- _Job_
Which lines in the items below contain the word "marker"? Find each one and copy it out in full.

—————

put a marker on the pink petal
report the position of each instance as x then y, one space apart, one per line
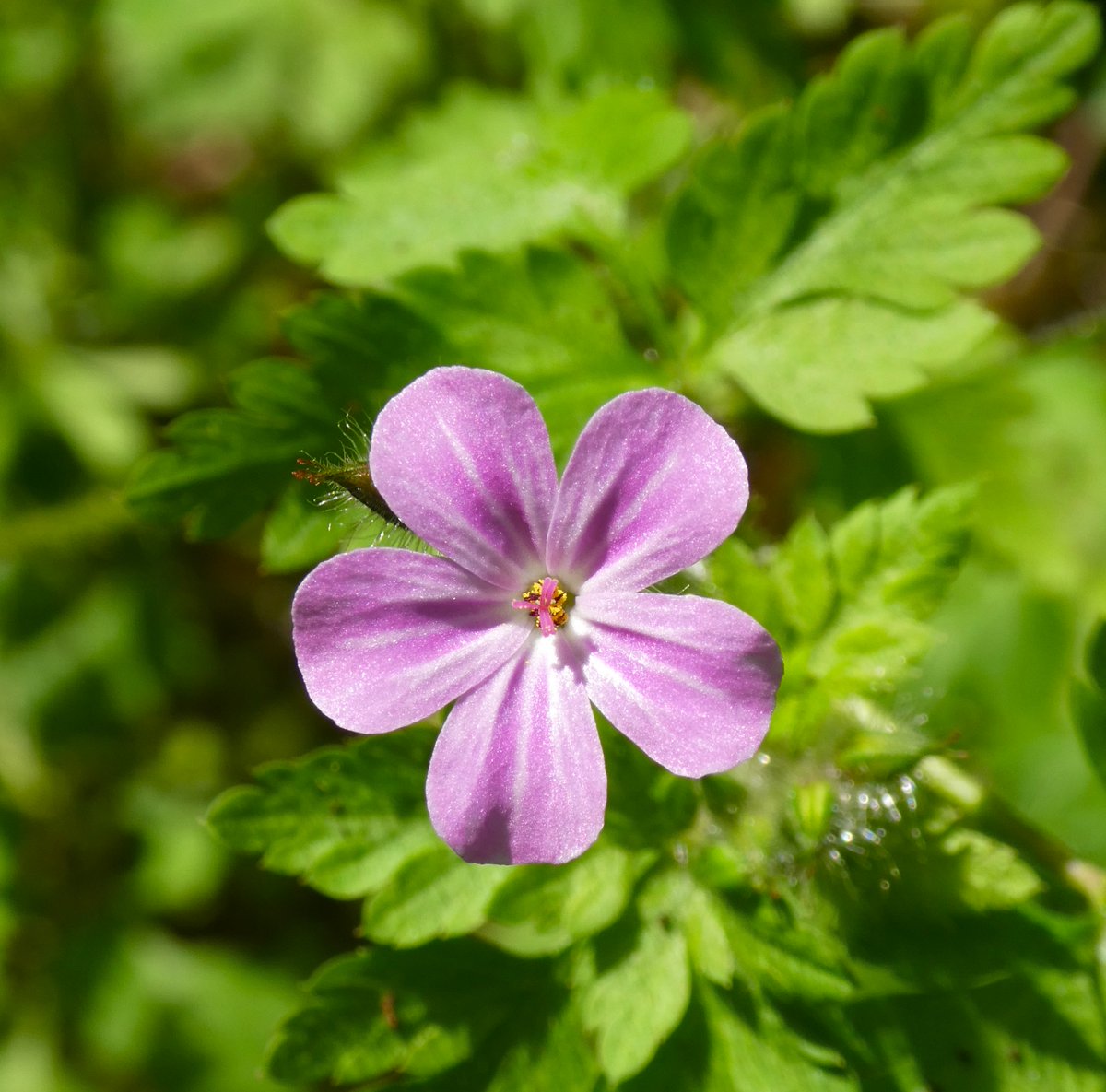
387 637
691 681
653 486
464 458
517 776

—————

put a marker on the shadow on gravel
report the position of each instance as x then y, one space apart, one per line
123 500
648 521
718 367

—————

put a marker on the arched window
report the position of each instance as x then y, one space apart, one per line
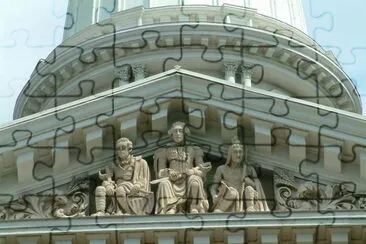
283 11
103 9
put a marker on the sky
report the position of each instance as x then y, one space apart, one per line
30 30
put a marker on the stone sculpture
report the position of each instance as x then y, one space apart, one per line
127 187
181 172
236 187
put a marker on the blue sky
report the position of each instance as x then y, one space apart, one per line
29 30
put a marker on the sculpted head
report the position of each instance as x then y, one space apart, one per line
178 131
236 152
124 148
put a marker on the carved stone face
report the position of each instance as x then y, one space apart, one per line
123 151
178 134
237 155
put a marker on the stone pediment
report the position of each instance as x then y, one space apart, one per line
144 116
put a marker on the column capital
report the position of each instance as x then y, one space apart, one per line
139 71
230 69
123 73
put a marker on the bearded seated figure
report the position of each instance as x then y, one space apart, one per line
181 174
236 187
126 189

—————

- _Full answer_
put a marker on the pink petal
put a marker on the shadow on gravel
put a marker on the arched window
put a marker on the sky
put a marker on the stone sculpture
put a marker on the blue sky
put a marker on the sculpted head
put a marker on the carved stone face
put a marker on the stone pediment
put a marker on the column capital
put a marker on the bearded seated figure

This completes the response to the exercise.